● **EXERCISE BRIEF**: Return nothing but the lines from the line with "layout | x,y" through the last line of the entries that follow, copied exactly and free of pictures.

[Start of section]

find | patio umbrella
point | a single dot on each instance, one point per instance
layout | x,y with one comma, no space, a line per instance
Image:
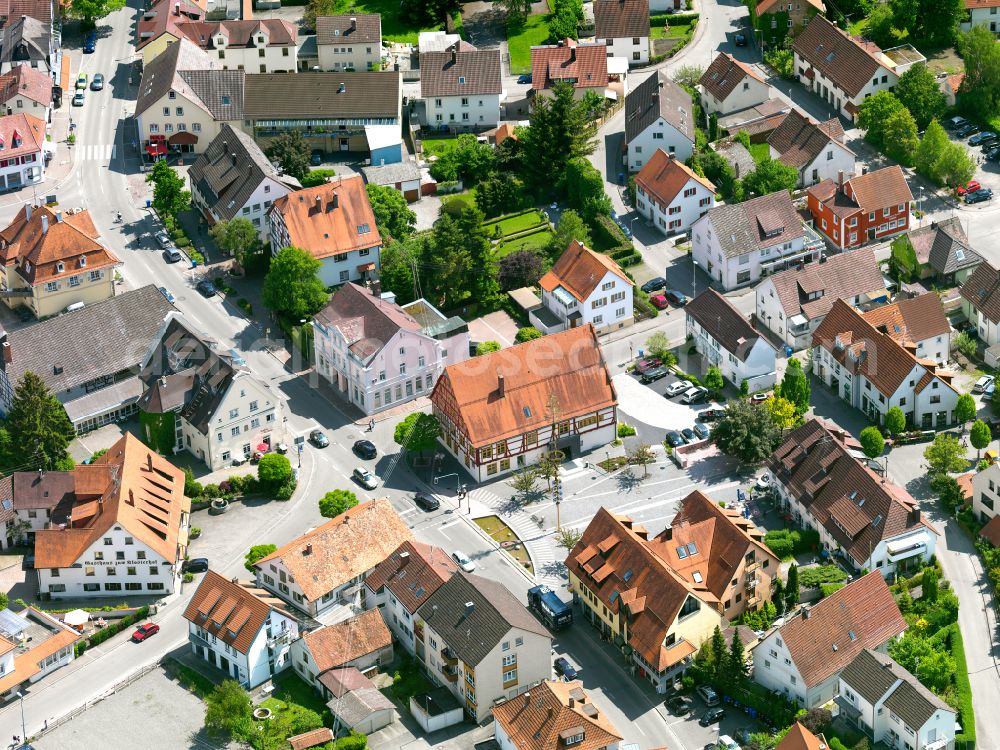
77,618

[End of section]

● **RESULT FOR THIS TASK**:
layout | x,y with one comma, no space, a line per instance
Image:
77,618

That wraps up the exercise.